(Pointing dataset lines)
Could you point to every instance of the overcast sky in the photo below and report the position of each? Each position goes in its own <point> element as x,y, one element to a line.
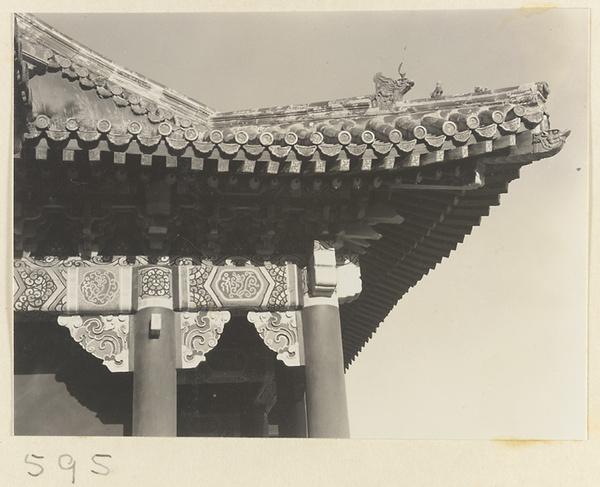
<point>493,342</point>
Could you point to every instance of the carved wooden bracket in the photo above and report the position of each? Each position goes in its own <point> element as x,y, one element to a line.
<point>200,333</point>
<point>105,337</point>
<point>349,283</point>
<point>282,333</point>
<point>322,274</point>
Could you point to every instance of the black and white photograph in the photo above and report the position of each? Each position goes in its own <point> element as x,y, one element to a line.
<point>352,225</point>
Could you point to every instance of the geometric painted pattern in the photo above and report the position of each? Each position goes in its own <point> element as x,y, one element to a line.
<point>39,288</point>
<point>250,287</point>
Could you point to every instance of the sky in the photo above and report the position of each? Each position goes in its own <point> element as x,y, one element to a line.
<point>492,343</point>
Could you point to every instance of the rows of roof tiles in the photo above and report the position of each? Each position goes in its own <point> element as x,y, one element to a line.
<point>337,139</point>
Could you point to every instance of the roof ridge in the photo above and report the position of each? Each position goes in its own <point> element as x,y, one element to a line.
<point>55,42</point>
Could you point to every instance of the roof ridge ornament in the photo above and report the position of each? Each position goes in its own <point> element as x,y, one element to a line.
<point>389,91</point>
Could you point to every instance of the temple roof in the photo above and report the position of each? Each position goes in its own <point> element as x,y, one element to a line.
<point>398,182</point>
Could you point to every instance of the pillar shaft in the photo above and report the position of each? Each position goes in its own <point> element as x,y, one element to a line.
<point>154,376</point>
<point>327,410</point>
<point>291,401</point>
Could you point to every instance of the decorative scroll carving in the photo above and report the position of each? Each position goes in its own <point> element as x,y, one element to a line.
<point>389,91</point>
<point>322,276</point>
<point>282,333</point>
<point>38,288</point>
<point>279,297</point>
<point>99,287</point>
<point>200,333</point>
<point>198,295</point>
<point>105,337</point>
<point>240,284</point>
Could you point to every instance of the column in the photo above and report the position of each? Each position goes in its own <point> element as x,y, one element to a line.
<point>327,410</point>
<point>154,374</point>
<point>291,401</point>
<point>154,355</point>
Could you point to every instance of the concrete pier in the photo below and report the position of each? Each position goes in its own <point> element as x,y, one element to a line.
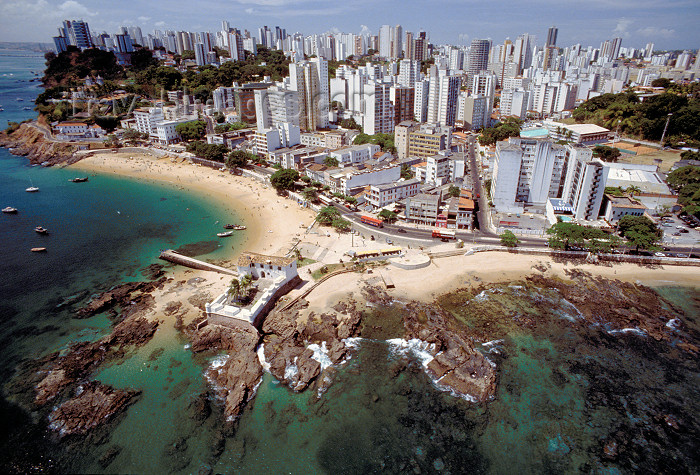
<point>176,258</point>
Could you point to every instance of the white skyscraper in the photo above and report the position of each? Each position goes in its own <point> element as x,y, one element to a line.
<point>409,72</point>
<point>378,109</point>
<point>385,36</point>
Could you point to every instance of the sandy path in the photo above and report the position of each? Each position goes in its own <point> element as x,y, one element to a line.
<point>272,221</point>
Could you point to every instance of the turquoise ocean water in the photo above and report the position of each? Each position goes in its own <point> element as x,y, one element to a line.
<point>563,394</point>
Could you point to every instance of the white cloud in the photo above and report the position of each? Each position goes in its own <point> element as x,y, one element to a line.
<point>622,27</point>
<point>655,32</point>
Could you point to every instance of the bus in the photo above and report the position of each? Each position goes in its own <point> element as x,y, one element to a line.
<point>376,222</point>
<point>444,233</point>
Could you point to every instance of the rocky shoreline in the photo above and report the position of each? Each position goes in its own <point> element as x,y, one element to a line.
<point>30,141</point>
<point>63,378</point>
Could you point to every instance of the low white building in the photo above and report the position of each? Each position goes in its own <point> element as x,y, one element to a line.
<point>382,195</point>
<point>275,276</point>
<point>65,128</point>
<point>355,154</point>
<point>345,181</point>
<point>619,206</point>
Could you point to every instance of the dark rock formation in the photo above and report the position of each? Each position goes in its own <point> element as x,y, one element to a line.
<point>123,296</point>
<point>237,379</point>
<point>95,404</point>
<point>83,358</point>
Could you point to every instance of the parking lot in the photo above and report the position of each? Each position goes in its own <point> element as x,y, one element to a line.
<point>677,233</point>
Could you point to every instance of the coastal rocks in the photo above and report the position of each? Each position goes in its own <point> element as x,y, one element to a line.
<point>627,306</point>
<point>30,141</point>
<point>236,380</point>
<point>95,404</point>
<point>83,358</point>
<point>288,337</point>
<point>122,295</point>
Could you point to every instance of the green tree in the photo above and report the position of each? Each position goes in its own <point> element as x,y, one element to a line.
<point>310,193</point>
<point>607,154</point>
<point>234,290</point>
<point>661,82</point>
<point>510,127</point>
<point>508,239</point>
<point>239,158</point>
<point>327,214</point>
<point>388,216</point>
<point>330,161</point>
<point>194,130</point>
<point>640,232</point>
<point>284,179</point>
<point>340,224</point>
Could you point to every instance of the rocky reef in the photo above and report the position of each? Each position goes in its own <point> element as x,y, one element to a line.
<point>30,141</point>
<point>94,404</point>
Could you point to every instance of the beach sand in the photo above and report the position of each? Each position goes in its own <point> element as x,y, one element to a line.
<point>451,273</point>
<point>274,226</point>
<point>272,221</point>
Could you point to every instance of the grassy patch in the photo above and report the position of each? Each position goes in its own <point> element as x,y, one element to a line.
<point>327,269</point>
<point>304,262</point>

## WHAT IS ASKED
Rewrite all of the lines above as a JSON list of strings, one string per line, skipping blank lines. Leave the pictures out.

## EXERCISE RESULT
[
  "Could you point to every instance of the overcast sky in the photo below and report the position of each? Each position goes in its own <point> element as x,y, one element to a line.",
  "<point>493,342</point>",
  "Could you point to every instance of the carved wooden bracket in the photo above and report the position of each? Each position goes in its own <point> element as x,y, one element to a line.",
  "<point>200,333</point>",
  "<point>105,337</point>",
  "<point>349,283</point>",
  "<point>282,333</point>",
  "<point>322,274</point>",
  "Could you point to every instance of the black and white photograph in the photo above and report the position of each? Each position goes in its own <point> element as x,y, one element to a line.",
  "<point>352,225</point>",
  "Could you point to every instance of the geometric painted pattern in the photo above and report the position of each? Each position goes in its own <point> element as x,y, one element to a line.",
  "<point>39,288</point>",
  "<point>250,287</point>",
  "Could you point to every instance of the sky in the photo above and report the position of each? Each position goes in its own <point> element as x,y, one element to a line.",
  "<point>492,343</point>",
  "Could you point to every instance of the rows of roof tiles in the photo above and report the position of each? Each position goes in its own <point> element as x,y, one element to a line.",
  "<point>337,139</point>",
  "Could you point to every instance of the roof ridge in the photo above and report the position of each? Each position goes in its own <point> element as x,y, one element to a line.",
  "<point>55,42</point>",
  "Could you point to every instance of the roof ridge ornament in the photo above and report the position of each? Each position goes in its own <point> element as x,y, one element to a line.",
  "<point>389,91</point>",
  "Could you point to every instance of the temple roof in the photo above and report the position of each? Each position goes in its own <point> element as x,y, one element to a line.",
  "<point>398,182</point>",
  "Could you point to every instance of the pillar shaft in the photo above and report the position of each? Each position goes in its own <point> element as x,y, one element to a line.",
  "<point>154,376</point>",
  "<point>327,410</point>",
  "<point>291,401</point>",
  "Could you point to every instance of the decorative scroll carving in the photo above and report the position of each? Each position goes in its own <point> element as x,y, one element to a line.",
  "<point>389,91</point>",
  "<point>322,276</point>",
  "<point>282,333</point>",
  "<point>38,288</point>",
  "<point>279,297</point>",
  "<point>99,287</point>",
  "<point>200,333</point>",
  "<point>198,295</point>",
  "<point>105,337</point>",
  "<point>240,284</point>",
  "Could you point to every instance of the column in the photo above and report the position of each? Each position goes in its own <point> element as x,y, one element to a line.",
  "<point>327,410</point>",
  "<point>154,374</point>",
  "<point>291,401</point>",
  "<point>154,355</point>",
  "Could you point to every instance of the concrete pier in the photo below and report the position of each? Each position goes in its own <point> element as x,y, one element to a line.",
  "<point>176,258</point>",
  "Could you point to every instance of the white skyscraper in the photo above and report the position of each? Each position goes in its own <point> element as x,y, one element to a line.",
  "<point>409,72</point>",
  "<point>378,109</point>",
  "<point>385,36</point>",
  "Could you point to every instance of the sandy path in the photo above and report the position of each? Each position goes in its own <point> element as x,y, one element to a line.",
  "<point>272,221</point>",
  "Could you point to every instance of the turquoise ocean water in the photo above and report the position of each? Each position goes in its own <point> element as x,y, one element to a line.",
  "<point>563,394</point>",
  "Could you point to every instance of the white cloud in the photo above and report the position of each? Each position goes in its own <point> element as x,y, one element to a line.",
  "<point>622,27</point>",
  "<point>655,32</point>",
  "Could you point to every instance of the bus in the photo above and report the position of each? Each position goes in its own <point> element as x,y, one element to a line.",
  "<point>376,222</point>",
  "<point>444,233</point>",
  "Could you point to every instance of the rocky shoreline in the photo above and report the position of each? Each position goes in its own <point> element as x,y, one element to a line.",
  "<point>30,141</point>",
  "<point>63,378</point>",
  "Could you point to every instance of the low white building in the photo above and report the position of each? Each position goes in its own <point> element as x,y, one element to a line.",
  "<point>382,195</point>",
  "<point>275,276</point>",
  "<point>65,128</point>",
  "<point>355,154</point>",
  "<point>345,181</point>",
  "<point>619,206</point>",
  "Could you point to every instance of the dark rock formation in the photo above and report the position of each? Each position goes in its own <point> element as x,y, one element to a line.",
  "<point>123,296</point>",
  "<point>237,379</point>",
  "<point>95,404</point>",
  "<point>83,358</point>",
  "Could you point to every instance of the parking lot in the photo above and report the position of each? Each position goes in its own <point> element as x,y, one element to a line.",
  "<point>677,233</point>",
  "Could you point to every instance of the coastal rocks in the photo above and report the position of each? Each position goes in its own <point> element as x,y, one element to a line.",
  "<point>627,306</point>",
  "<point>30,141</point>",
  "<point>236,380</point>",
  "<point>95,404</point>",
  "<point>83,358</point>",
  "<point>288,337</point>",
  "<point>122,295</point>",
  "Could you point to every instance of the green tree in the photo above and report the position of each? Each position goes in its own <point> element as x,y, one element to a line.",
  "<point>310,193</point>",
  "<point>607,154</point>",
  "<point>234,290</point>",
  "<point>661,82</point>",
  "<point>510,127</point>",
  "<point>508,239</point>",
  "<point>239,158</point>",
  "<point>327,214</point>",
  "<point>388,216</point>",
  "<point>330,161</point>",
  "<point>194,130</point>",
  "<point>640,232</point>",
  "<point>284,179</point>",
  "<point>340,224</point>",
  "Could you point to every instance of the rocky reef in the photo above and report the position of each? Each position goes in its own <point> element as x,y, one element to a line.",
  "<point>30,141</point>",
  "<point>94,404</point>",
  "Could you point to every instance of the beach sand in the photo above and report the position of each? Each position goes in its own <point> element as x,y, one element to a line.",
  "<point>451,273</point>",
  "<point>274,226</point>",
  "<point>272,221</point>",
  "Could you point to every instance of the grassy patch in the photo above and report the position of each? Each position goes in its own <point> element as x,y, one element to a line.",
  "<point>327,269</point>",
  "<point>304,262</point>"
]